▶ EXERCISE GOAL
From the entries below, gather each line containing the word "railing".

Stored data:
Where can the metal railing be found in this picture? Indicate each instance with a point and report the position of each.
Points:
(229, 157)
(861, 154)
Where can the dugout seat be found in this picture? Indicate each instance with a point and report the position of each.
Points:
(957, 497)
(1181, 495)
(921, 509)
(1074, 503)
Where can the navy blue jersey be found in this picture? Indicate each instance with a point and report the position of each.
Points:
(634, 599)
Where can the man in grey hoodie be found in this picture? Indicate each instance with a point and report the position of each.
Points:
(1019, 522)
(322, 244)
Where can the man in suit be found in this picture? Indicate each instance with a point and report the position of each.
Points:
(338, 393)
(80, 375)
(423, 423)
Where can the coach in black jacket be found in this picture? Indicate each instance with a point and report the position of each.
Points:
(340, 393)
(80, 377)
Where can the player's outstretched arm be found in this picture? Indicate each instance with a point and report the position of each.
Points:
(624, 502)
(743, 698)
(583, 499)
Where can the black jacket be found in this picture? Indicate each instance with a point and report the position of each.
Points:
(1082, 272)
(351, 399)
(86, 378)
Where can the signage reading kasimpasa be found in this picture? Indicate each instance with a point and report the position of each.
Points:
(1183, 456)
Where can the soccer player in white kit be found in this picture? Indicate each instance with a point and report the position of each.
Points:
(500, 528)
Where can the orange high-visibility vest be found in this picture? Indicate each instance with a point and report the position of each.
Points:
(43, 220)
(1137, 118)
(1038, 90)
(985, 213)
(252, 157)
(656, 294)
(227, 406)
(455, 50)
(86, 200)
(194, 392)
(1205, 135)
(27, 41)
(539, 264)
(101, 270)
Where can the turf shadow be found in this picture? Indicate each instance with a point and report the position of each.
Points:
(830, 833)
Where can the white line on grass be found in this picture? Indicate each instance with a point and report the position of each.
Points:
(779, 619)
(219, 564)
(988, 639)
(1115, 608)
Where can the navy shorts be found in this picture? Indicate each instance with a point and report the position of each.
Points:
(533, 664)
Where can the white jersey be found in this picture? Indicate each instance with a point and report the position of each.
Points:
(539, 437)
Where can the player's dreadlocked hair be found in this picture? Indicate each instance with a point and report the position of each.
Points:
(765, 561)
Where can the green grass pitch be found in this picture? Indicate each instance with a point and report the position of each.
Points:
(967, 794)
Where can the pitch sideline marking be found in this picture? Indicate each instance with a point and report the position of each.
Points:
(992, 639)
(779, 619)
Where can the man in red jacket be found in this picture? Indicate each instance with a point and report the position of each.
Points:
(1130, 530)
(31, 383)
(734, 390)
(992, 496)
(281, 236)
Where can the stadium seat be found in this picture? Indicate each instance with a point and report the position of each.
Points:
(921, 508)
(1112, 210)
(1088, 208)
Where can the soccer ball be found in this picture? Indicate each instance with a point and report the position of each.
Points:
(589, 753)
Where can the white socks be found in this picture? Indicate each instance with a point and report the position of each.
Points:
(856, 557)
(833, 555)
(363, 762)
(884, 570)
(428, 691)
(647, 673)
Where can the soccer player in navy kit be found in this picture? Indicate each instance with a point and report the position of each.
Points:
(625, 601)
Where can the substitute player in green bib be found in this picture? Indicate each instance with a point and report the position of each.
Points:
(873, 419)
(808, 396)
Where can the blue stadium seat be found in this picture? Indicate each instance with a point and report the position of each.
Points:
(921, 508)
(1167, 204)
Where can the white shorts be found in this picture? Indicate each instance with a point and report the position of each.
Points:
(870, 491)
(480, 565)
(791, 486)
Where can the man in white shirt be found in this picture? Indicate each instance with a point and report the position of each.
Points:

* * *

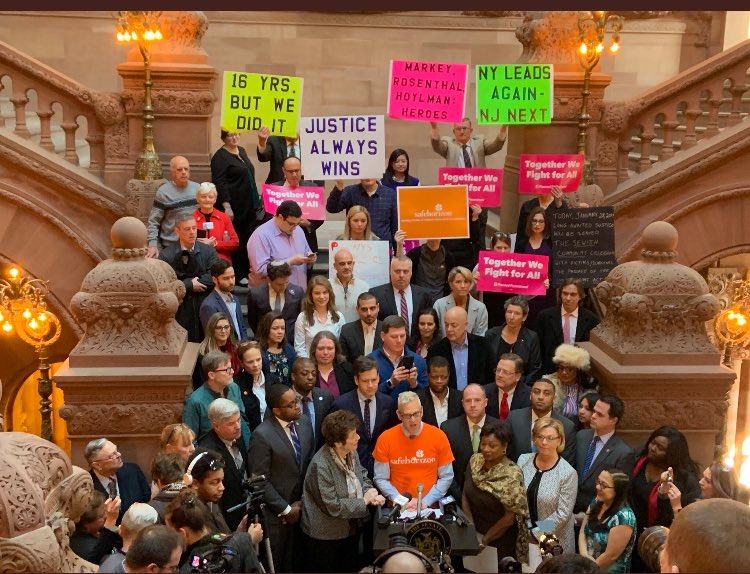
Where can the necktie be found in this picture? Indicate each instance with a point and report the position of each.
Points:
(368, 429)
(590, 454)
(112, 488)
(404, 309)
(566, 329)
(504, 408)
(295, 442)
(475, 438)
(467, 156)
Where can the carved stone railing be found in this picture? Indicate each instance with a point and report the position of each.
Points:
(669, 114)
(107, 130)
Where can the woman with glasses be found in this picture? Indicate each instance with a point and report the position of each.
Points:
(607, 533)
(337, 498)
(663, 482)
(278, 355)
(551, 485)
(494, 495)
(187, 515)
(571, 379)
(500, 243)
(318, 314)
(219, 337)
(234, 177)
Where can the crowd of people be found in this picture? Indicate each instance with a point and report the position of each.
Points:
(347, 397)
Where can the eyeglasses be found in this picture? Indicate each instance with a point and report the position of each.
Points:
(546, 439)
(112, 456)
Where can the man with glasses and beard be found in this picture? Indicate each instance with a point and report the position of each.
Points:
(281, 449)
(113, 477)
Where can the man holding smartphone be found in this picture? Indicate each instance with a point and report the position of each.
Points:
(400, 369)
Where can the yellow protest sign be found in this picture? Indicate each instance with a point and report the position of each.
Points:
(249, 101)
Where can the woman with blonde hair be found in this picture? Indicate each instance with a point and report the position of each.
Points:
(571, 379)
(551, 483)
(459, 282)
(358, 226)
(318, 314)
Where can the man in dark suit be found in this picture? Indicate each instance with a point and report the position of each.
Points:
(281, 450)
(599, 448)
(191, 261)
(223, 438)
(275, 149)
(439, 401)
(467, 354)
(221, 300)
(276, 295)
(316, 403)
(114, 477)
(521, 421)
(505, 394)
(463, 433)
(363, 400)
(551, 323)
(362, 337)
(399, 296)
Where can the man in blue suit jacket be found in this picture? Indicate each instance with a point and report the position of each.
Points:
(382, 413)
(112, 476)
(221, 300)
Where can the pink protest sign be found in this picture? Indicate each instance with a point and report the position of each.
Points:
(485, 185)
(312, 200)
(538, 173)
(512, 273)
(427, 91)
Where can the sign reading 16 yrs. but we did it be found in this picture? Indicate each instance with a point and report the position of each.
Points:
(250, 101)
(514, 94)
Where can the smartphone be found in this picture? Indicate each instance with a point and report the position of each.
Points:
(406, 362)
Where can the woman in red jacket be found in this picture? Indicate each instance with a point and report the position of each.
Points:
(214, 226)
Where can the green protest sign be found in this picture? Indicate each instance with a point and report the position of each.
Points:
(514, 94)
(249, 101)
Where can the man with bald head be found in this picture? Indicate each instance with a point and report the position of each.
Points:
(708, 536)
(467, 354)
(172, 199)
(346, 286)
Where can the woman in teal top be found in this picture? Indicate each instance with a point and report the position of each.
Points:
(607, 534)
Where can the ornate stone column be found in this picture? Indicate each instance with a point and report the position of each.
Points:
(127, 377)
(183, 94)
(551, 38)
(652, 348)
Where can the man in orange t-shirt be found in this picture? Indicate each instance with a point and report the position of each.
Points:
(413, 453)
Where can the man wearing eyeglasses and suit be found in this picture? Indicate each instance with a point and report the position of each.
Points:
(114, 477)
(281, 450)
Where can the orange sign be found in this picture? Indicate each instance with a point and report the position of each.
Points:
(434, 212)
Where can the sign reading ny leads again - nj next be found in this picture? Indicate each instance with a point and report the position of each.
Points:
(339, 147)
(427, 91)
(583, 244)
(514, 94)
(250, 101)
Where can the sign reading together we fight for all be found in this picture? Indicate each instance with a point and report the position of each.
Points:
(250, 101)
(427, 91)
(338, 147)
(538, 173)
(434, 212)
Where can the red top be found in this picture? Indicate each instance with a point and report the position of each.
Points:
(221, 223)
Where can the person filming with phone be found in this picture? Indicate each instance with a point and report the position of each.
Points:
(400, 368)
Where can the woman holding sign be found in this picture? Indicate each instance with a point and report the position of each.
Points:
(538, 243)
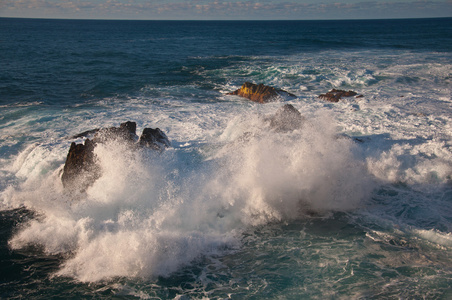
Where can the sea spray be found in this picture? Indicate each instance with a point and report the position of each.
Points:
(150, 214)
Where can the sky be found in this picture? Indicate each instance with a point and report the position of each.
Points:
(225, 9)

▶ ANSWER TO THIS TASK
Where can the metal railing be found in this picture? Indicate each instance with a point and report the position of each.
Where can the carved stone railing be found in this picture? Indicate each instance with a point and report the position of each.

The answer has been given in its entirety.